## Begin Data lines
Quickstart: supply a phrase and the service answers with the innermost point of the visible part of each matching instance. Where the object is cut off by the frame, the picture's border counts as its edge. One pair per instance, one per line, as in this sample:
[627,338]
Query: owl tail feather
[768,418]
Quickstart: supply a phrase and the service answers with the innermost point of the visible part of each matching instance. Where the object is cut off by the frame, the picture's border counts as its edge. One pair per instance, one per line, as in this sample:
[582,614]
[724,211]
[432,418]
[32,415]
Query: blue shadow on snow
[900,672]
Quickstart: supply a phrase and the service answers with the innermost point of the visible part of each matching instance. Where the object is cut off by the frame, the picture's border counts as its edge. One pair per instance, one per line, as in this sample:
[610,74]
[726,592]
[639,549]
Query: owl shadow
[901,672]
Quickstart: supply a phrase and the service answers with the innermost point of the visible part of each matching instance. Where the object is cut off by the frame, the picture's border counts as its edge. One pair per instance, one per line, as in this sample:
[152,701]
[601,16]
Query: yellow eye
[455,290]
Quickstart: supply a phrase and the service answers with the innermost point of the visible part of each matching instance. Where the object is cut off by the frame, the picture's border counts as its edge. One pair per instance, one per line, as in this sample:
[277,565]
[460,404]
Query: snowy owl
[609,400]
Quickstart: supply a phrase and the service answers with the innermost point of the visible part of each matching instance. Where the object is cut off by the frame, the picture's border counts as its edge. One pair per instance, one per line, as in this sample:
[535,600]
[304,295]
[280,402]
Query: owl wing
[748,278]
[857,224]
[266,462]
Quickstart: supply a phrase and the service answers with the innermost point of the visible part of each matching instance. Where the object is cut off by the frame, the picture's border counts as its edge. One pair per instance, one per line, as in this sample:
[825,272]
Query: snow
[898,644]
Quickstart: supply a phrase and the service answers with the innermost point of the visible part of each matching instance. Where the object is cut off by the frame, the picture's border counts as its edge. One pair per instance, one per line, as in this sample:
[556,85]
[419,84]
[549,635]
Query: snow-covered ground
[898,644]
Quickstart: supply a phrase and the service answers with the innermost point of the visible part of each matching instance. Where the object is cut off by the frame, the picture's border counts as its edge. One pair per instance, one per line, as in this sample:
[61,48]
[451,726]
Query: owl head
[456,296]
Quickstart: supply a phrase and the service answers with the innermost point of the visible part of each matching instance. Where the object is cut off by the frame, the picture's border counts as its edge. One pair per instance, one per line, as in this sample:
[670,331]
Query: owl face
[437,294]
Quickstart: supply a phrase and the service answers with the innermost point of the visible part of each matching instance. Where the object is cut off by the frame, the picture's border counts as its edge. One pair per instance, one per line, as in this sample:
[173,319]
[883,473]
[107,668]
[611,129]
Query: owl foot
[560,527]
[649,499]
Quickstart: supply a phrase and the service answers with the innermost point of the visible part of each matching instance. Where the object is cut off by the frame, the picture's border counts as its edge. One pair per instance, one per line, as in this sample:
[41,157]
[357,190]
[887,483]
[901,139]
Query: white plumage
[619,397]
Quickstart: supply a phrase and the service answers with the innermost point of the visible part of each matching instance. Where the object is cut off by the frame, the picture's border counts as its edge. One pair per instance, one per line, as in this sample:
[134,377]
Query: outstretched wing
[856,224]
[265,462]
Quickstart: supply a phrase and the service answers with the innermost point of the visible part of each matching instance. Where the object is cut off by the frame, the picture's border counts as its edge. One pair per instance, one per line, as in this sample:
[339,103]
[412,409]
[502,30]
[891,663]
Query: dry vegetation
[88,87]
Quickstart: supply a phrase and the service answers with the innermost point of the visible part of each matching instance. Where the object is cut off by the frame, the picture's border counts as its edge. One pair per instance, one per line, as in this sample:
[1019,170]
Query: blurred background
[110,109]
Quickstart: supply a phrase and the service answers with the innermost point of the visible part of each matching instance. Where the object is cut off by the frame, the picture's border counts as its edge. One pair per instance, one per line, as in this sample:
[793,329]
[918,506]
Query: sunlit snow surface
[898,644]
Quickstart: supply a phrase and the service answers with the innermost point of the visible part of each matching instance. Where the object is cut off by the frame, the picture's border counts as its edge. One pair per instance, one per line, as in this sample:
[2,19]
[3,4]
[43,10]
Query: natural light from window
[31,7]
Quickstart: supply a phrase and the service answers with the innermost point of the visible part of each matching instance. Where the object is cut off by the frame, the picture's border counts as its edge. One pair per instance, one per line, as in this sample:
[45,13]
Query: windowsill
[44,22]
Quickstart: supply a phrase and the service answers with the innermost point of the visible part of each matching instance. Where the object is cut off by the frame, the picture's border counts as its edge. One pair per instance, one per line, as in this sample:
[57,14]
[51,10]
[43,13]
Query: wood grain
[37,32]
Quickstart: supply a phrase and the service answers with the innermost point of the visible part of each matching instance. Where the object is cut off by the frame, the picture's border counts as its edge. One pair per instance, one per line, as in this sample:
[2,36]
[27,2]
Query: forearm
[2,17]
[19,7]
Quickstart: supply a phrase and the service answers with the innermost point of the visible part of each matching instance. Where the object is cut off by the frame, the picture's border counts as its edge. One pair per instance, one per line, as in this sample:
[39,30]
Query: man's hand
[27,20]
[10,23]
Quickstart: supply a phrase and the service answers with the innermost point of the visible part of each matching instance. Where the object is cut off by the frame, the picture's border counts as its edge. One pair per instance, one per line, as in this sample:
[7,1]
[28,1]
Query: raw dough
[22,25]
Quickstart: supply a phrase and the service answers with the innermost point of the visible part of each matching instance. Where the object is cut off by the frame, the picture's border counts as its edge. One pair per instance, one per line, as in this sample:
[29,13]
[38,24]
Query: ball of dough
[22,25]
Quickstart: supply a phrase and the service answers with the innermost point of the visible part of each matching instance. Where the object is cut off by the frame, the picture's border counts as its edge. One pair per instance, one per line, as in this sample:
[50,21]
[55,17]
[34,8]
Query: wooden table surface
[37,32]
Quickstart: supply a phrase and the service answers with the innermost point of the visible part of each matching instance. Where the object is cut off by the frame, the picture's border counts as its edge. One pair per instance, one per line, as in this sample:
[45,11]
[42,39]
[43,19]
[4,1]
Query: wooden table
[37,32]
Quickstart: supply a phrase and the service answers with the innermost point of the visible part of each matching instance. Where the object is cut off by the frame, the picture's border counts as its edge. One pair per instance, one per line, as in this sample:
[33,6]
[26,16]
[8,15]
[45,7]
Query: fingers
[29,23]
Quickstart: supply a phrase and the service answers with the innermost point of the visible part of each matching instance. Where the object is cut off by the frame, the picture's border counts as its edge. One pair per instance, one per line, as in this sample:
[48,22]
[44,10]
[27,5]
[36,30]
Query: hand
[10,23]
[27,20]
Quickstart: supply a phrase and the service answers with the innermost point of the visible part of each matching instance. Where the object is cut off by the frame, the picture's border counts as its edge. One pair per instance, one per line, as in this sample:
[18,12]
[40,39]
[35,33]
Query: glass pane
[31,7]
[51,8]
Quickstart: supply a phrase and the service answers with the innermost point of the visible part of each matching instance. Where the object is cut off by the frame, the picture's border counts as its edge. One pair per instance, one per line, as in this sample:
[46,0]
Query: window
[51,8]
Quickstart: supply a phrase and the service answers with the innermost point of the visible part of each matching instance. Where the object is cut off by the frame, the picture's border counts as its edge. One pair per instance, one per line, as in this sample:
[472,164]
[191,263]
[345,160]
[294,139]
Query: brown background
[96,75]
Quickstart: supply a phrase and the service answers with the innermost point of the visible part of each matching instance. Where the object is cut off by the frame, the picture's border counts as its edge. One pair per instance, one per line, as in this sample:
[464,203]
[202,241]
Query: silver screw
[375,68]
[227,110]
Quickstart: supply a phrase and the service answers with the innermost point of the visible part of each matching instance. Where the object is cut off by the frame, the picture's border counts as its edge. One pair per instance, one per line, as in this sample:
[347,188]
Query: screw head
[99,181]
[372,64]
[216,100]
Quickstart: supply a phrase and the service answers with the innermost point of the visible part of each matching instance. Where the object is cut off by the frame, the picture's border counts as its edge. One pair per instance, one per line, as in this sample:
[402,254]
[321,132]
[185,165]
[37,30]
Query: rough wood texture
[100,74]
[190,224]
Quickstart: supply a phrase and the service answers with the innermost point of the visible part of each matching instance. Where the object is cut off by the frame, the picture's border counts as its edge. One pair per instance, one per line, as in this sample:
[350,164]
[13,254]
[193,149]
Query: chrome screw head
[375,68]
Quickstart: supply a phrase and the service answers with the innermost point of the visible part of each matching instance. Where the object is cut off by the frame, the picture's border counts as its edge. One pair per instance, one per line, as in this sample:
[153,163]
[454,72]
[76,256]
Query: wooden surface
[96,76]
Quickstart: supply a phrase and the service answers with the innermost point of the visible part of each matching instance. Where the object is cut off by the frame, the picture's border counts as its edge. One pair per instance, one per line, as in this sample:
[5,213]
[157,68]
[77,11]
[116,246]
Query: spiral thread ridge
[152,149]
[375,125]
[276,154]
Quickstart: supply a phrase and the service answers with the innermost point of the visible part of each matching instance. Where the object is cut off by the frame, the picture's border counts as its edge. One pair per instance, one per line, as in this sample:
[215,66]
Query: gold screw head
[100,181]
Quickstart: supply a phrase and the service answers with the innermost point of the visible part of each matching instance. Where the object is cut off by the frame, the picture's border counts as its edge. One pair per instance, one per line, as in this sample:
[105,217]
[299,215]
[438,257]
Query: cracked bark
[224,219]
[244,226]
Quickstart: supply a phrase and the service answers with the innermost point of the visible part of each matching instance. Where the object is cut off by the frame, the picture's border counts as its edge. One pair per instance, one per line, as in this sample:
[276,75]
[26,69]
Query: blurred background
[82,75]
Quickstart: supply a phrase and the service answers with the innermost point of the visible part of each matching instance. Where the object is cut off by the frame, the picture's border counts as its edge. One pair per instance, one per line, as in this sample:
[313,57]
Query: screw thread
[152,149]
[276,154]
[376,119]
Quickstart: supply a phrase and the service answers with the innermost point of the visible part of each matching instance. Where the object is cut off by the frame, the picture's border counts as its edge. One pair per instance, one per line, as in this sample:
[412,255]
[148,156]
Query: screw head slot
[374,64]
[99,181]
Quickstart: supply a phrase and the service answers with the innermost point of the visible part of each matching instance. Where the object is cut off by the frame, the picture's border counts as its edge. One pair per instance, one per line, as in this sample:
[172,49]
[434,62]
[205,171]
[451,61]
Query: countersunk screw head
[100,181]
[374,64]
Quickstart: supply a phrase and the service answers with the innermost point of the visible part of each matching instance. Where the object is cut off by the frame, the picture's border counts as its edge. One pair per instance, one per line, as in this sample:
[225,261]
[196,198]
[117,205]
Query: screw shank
## End Data lines
■ What is asked ■
Please count the lines in the rows above that contain the word "table", and give only that number.

■ Output for this task ■
2